Records from a data source
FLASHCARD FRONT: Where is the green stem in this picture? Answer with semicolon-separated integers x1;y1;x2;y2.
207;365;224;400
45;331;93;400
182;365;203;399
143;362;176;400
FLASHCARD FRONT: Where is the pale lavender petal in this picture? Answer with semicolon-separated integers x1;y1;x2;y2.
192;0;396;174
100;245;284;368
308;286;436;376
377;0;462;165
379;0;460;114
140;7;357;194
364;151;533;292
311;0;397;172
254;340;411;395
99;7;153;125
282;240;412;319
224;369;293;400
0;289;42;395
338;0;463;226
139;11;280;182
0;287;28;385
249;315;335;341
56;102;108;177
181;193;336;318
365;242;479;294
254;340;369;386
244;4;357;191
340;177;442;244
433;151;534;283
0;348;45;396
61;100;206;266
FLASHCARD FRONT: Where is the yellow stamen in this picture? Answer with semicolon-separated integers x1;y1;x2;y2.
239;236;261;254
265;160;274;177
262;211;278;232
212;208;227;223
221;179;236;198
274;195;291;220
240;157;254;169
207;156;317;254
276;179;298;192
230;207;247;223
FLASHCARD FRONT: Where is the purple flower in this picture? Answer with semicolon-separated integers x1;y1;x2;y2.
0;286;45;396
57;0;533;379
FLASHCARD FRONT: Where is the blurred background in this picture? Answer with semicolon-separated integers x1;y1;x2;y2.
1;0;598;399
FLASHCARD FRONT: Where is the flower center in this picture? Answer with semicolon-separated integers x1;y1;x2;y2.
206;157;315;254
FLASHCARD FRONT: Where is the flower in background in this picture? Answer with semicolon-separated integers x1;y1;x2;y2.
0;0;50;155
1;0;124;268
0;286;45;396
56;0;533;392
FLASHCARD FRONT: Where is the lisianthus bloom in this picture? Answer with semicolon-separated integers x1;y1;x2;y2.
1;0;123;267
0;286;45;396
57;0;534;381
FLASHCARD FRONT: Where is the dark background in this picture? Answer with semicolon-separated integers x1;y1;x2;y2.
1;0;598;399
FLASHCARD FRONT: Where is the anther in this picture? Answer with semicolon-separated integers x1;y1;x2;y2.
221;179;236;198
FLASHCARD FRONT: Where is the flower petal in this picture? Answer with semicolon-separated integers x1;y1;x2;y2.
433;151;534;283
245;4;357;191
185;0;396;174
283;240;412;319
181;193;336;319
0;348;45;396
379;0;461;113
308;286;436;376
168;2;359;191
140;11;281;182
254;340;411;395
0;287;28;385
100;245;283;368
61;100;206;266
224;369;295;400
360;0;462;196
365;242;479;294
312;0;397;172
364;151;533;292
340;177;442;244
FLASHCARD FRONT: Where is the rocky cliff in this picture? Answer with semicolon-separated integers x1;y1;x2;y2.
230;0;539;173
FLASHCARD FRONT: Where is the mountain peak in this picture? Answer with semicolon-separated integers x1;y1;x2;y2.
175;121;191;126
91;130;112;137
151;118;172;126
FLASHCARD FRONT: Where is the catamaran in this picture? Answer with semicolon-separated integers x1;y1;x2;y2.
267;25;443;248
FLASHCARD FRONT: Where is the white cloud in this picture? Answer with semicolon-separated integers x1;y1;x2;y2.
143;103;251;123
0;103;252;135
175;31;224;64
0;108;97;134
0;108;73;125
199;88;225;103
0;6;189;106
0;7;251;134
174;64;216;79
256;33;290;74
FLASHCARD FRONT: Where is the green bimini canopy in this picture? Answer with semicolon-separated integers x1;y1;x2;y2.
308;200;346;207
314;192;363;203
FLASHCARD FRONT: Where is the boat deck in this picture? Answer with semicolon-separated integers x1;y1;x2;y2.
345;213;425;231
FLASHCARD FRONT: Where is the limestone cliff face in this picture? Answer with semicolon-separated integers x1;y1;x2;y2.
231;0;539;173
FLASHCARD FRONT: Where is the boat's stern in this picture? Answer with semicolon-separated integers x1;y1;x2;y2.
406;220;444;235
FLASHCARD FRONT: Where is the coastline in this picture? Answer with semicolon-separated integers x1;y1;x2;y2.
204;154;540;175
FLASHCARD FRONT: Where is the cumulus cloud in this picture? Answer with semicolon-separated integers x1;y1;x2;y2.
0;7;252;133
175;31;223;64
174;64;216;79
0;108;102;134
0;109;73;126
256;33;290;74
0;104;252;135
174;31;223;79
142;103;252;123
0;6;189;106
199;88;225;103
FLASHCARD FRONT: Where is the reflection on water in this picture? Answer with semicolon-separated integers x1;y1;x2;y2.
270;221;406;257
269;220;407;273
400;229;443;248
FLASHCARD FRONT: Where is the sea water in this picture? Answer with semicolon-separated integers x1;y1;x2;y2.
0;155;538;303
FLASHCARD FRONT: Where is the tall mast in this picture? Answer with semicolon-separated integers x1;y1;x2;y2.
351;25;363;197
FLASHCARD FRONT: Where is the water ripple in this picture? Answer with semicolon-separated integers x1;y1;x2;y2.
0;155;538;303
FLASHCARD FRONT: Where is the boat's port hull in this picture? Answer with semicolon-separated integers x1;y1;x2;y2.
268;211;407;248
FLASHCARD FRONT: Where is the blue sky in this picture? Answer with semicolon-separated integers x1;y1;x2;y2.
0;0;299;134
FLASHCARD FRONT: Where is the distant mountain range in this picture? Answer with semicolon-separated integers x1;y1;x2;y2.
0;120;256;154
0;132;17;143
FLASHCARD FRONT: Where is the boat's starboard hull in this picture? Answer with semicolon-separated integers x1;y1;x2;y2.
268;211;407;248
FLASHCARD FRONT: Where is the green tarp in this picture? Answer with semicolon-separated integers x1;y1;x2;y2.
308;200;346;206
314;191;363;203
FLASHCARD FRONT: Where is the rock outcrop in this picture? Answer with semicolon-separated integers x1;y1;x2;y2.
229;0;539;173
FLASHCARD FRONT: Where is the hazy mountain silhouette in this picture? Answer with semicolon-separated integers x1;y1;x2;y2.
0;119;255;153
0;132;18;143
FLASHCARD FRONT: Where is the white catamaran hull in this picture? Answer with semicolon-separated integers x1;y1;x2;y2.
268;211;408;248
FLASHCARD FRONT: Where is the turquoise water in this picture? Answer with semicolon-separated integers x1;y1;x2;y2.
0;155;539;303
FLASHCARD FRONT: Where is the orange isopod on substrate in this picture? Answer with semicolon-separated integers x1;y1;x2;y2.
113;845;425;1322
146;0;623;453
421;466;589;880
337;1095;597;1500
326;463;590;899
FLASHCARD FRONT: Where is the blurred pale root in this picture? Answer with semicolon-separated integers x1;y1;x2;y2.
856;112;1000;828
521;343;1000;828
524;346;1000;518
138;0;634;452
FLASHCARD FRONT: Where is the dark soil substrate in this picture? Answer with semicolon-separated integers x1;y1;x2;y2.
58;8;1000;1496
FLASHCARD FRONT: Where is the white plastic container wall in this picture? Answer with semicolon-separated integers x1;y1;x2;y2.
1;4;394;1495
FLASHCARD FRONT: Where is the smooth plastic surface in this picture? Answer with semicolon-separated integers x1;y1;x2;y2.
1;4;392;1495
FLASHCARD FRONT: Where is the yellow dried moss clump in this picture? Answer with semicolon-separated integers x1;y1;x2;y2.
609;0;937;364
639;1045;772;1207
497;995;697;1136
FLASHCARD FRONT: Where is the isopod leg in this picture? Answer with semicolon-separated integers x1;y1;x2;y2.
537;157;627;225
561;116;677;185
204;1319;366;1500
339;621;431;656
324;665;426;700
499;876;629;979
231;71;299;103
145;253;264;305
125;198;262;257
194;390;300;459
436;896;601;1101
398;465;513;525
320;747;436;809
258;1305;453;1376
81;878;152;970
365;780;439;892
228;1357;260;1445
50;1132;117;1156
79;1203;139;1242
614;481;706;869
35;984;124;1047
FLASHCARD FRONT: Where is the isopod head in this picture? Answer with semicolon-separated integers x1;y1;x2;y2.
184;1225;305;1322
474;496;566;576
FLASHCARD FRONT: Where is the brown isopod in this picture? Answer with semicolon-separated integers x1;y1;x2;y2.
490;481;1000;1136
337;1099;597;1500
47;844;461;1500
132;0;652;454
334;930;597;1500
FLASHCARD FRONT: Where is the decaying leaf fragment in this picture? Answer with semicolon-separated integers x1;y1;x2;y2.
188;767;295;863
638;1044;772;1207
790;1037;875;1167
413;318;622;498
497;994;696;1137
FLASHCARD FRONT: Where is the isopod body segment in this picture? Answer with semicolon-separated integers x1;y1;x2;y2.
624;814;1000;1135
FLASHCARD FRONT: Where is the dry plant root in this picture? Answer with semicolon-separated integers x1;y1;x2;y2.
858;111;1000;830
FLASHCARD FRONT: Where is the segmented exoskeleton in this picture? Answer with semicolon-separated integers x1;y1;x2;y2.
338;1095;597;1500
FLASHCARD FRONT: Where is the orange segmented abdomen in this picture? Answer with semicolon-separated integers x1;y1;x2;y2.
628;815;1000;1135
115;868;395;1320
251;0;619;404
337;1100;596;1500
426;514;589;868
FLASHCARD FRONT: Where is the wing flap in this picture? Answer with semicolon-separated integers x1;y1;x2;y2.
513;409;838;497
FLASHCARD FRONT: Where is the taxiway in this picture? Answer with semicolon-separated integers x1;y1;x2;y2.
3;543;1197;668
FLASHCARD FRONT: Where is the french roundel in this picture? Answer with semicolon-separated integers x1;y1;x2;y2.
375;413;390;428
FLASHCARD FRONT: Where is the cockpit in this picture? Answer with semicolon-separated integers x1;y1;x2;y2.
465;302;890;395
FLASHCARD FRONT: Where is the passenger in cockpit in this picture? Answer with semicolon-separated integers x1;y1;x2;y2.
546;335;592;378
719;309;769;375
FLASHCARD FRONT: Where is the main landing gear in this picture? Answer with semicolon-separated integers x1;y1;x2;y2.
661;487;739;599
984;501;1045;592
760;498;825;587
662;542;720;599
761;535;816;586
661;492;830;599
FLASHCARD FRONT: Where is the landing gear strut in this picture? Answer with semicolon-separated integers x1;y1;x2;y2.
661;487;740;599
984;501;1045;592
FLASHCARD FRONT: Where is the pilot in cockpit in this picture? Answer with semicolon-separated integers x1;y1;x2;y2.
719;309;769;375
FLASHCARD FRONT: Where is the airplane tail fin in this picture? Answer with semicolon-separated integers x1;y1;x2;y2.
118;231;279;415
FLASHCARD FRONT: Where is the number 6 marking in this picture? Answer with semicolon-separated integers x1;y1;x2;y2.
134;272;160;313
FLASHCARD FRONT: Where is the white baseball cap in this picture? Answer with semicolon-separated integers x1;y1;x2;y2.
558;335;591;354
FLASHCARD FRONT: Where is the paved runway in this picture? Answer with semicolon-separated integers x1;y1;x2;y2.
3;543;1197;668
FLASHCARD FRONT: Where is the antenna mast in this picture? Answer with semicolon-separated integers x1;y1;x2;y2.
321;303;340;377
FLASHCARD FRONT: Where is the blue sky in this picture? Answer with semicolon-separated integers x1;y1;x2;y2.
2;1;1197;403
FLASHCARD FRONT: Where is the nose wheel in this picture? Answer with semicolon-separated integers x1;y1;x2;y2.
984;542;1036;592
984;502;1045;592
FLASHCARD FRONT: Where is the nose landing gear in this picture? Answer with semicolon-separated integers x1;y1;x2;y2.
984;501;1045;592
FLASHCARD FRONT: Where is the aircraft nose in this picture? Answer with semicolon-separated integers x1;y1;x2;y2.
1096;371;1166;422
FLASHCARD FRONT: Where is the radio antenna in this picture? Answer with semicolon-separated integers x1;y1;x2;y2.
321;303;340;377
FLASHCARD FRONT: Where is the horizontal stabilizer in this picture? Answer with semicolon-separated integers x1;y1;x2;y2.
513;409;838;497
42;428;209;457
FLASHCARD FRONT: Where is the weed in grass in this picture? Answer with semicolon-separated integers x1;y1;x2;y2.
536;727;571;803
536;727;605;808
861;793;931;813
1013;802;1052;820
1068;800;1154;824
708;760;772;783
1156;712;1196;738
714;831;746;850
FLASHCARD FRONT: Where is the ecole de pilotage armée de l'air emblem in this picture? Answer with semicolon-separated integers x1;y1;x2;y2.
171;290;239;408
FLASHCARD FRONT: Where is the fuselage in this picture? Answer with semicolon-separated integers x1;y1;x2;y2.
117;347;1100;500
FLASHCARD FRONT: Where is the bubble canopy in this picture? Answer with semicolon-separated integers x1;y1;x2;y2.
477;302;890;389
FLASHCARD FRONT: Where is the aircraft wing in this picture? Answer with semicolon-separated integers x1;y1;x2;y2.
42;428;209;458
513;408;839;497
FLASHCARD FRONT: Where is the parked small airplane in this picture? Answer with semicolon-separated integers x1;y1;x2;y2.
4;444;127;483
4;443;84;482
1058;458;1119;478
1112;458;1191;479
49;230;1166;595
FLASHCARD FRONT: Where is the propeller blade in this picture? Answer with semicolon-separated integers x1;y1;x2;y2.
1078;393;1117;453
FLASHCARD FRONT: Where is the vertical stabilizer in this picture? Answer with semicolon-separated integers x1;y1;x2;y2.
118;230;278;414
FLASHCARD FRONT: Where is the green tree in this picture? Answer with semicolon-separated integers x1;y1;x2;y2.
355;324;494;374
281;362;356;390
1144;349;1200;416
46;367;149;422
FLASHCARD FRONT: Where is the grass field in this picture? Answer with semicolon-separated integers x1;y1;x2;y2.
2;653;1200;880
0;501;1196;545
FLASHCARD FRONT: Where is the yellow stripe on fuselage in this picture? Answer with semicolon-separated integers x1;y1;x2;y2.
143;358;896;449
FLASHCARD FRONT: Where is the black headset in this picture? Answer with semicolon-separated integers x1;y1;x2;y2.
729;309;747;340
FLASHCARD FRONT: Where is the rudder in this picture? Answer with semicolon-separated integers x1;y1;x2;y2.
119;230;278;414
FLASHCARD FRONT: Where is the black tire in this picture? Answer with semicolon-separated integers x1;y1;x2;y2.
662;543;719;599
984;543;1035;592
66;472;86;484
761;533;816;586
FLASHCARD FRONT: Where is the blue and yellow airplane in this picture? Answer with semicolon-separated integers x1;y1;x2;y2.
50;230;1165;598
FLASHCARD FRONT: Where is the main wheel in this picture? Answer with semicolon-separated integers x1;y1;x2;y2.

> Activity
The answer must be the lines from the one containing "FLASHCARD FRONT: Where is the black tire" through the last line of the records, written out exactly; please include nothing more.

> Result of the exercise
FLASHCARD FRONT: Where is the black tire in this picture? Answer with semicolon-separated integers x1;y1;x2;y2.
662;543;719;599
984;543;1035;592
66;472;86;484
761;533;816;586
FLASHCARD FRONT: Where is the blue and yellow airplane in this picture? Answer with semicolon-separated integers x1;y1;x2;y2.
50;230;1165;598
FLASHCARD FRONT: Where is the main wheel in this picture? Answer with semicolon-separated integers x1;y1;x2;y2.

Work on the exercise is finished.